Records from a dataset

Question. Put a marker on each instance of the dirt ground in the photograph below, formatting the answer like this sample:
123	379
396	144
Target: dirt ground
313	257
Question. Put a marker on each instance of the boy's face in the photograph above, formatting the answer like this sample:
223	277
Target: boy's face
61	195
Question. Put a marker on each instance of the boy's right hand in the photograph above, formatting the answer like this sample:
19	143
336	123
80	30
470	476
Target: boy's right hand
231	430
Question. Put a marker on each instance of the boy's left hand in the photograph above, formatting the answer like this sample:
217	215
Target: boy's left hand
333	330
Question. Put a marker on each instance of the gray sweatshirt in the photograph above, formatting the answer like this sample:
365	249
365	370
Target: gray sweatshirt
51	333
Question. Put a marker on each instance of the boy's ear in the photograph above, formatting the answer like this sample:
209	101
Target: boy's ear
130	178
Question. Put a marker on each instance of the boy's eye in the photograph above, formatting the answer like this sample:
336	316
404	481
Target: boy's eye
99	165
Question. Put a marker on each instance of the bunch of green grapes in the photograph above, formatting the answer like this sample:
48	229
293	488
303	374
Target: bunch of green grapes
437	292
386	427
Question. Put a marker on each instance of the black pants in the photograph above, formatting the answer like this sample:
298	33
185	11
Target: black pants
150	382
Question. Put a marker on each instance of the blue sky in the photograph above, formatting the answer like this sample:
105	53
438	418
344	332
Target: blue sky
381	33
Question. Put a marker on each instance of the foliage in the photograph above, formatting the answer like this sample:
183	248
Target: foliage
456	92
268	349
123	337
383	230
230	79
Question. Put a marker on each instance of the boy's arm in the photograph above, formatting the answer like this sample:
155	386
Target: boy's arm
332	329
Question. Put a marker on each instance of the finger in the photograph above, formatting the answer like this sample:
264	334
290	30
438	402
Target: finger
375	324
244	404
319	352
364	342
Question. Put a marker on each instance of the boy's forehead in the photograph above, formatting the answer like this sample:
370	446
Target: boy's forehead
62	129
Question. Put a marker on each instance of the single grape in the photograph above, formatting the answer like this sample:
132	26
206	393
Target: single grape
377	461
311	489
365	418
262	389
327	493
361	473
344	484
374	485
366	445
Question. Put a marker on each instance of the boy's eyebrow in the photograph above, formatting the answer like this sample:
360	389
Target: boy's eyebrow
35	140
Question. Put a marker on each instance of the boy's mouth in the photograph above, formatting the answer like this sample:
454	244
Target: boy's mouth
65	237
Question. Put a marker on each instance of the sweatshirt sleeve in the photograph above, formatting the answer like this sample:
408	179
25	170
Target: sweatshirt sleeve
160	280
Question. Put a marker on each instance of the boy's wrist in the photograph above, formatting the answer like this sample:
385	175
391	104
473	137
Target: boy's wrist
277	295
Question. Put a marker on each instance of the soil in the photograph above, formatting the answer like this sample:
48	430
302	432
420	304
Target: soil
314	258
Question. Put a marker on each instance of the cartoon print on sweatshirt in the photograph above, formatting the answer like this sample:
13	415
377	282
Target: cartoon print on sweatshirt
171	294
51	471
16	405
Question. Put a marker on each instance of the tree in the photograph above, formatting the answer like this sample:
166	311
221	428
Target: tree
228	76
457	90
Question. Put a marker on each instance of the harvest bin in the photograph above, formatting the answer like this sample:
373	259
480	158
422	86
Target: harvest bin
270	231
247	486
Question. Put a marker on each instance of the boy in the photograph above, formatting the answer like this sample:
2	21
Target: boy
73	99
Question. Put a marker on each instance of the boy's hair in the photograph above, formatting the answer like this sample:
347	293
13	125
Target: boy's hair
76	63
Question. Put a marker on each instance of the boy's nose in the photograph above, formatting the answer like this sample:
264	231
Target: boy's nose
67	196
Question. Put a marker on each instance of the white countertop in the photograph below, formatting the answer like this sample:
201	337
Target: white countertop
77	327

#### [EXERCISE DETAILS]
Your task is to reproduce all of the records exactly.

#### [RESPONSE FOR THIS EXERCISE]
Question. Put a marker on each instance of the dirt ground in the photograph below, formatting the answer like this sample:
123	379
396	144
Target: dirt ground
313	257
Question. Put a marker on each instance of the boy's face in the photograph above, formatting the answer like this sample:
223	277
Target: boy's face
61	195
Question. Put a marker on each instance of the boy's right hand in the photograph above, formatting the answer like this sample:
19	143
336	123
80	30
470	476
Target: boy's right hand
231	430
Question. Put a marker on each instance of the boy's left hand in the photograph above, formatting the answer like this sample:
217	215
Target: boy's left hand
333	330
Question. Put a marker on each instance of the gray sweatshirt in the photograph above, formatting the answer like this sample:
365	249
365	370
Target: gray sweatshirt
51	333
Question. Put a marker on each instance of the boy's ear in the photograph above, formatting the answer like this sample:
209	101
Target: boy's ear
130	178
Question. Put a marker on each instance of the boy's eye in the photograph above, formatting the answer like this sample:
336	316
404	481
Target: boy's eye
99	165
Question. Put a marker on each instance of the bunch of green grapes in the photograph above, formatting the answer like this sample:
48	229
293	488
303	374
Target: bunch of green grapes
437	292
386	427
Question. Put a marker on each instance of the black pants in the photograph above, formatting the answer like this sample:
298	33
185	11
Target: black pants
150	382
Question. Put a marker on each instance of the blue sky in the photograph above, formatting the answer like this sample:
105	53
438	418
344	332
Target: blue sky
381	33
Question. Put a marker on each instance of the foliage in the photograph above, formatting the answer like this sample:
183	248
Target: foliage
456	92
268	349
123	337
383	230
230	79
Question. Put a marker on each instance of the boy's arm in the photograph above, formatting the answer like this sample:
155	386
Target: boy's arm
332	329
Question. Put a marker on each instance of the finger in the photograph above, formatting the answer like this sample:
264	334
290	30
438	402
Target: finger
375	324
244	404
319	352
364	342
Question. Put a marker on each instance of the boy's forehead in the photograph above, formatting the answer like this sample:
370	446
Target: boy's forehead
62	129
Question. Put a marker on each instance of the single grape in the photograph above, formatting the answer like this sample:
132	26
206	393
Target: single grape
377	461
311	489
365	418
262	389
327	493
361	473
344	484
374	485
366	445
Question. Put a marker on each instance of the boy's eyebrow in the photograph above, formatting the answer like this sample:
360	389
Target: boy's eyebrow
35	140
Question. Put a marker on each instance of the boy's mouth in the photograph above, formatting the answer like this sample:
454	244
Target: boy's mouth
65	237
Question. Put a marker on each instance of the sweatshirt sleeve in the photograph above, formatting the answer like this sample:
408	179
25	170
Target: sweatshirt sleeve
160	280
Question. Put a marker on each instance of the boy's wrist in the photograph above, formatting the answer like this sample:
385	175
391	104
473	137
Target: boy's wrist
277	295
Question. Put a marker on each instance of the soil in the photograph above, formatting the answer like this sample:
48	430
302	432
420	304
Target: soil
314	258
Question. Put a marker on each instance of the cartoon print on sweatshirt in the photograph above, formatting the answer like this sample:
13	415
377	282
Target: cartoon print on sweatshirt
171	294
51	471
16	405
Question. Put a marker on each instance of the tree in the photograph above, formatting the answer like this sample:
166	311
221	428
Target: tree
228	76
457	90
Question. Put a marker on each instance of the harvest bin in the photograph above, formatting the answer like this sample:
373	259
480	158
422	86
Target: harvest bin
270	231
247	486
Question. Put a marker on each instance of the boy in the photograph above, formatting the answer like this sample:
2	21
Target: boy
73	99
Question. Put a marker on each instance of the boy's hair in the photograph above, formatting the answer like this sample:
347	293
13	125
Target: boy's hair
76	63
Question. Put a marker on each instance of the boy's nose in the photograph above, formatting the answer like this sample:
264	231
Target: boy's nose
67	196
Question. Put a marker on each instance of the white countertop in the photograph below, formatting the answer like this sample:
201	337
Target: white countertop
77	327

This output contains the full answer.